Selected excerpt Block Start
The past few weeks I have been reading my favorite series of books. They're called the Tennis Shoes Adventure Series. There are 11 total so far. The series revolves around a family of Latter-day Saints and the adventures they share and how it brings them closer to the Lord and helps them grow in the Gospel.
I was reading through them and in the 7th book in the series, I read something that I just thought was really interesting and I wanted to share it.
The book is called The Golden Crown and it's written by Chris Heimerdinger.
The prologue reads:
"The two worlds weren't so very different, you know. That is, the world of our Savior in the first century, and the world of Joseph Smith in the nineteenth. . .
Selected excerpt Block End
• _Questions to answer_
(1) In the post about the Tennis Shoes Adventure Series, what is the title of the seventh book?
(2) Copy word for word the part of the post about the Tennis Shoes Adventure Series starting with "I was reading" and going on through "nineteenth. . .".
Data excerpts Block Start
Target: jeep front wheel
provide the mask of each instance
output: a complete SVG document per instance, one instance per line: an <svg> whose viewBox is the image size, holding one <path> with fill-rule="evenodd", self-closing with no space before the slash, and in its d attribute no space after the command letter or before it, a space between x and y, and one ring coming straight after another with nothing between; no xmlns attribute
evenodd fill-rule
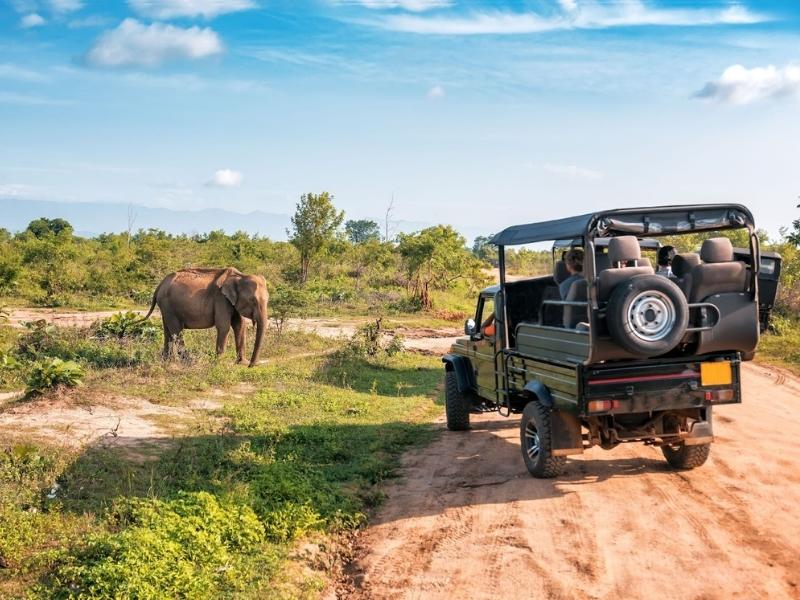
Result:
<svg viewBox="0 0 800 600"><path fill-rule="evenodd" d="M558 477L567 464L565 456L553 456L550 409L534 400L525 405L519 425L522 458L528 472L540 479Z"/></svg>
<svg viewBox="0 0 800 600"><path fill-rule="evenodd" d="M689 470L702 466L708 460L711 444L661 446L661 452L673 469Z"/></svg>
<svg viewBox="0 0 800 600"><path fill-rule="evenodd" d="M445 371L444 374L444 408L450 431L469 429L470 400L464 392L458 391L455 371Z"/></svg>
Data excerpts Block End
• _Outputs in order_
(1) The Golden Crown

(2)
I was reading through them and in the 7th book in the series, I read something that I just thought was really interesting and I wanted to share it.
The book is called The Golden Crown and it's written by Chris Heimerdinger.
The prologue reads:
"The two worlds weren't so very different, you know. That is, the world of our Savior in the first century, and the world of Joseph Smith in the nineteenth. . .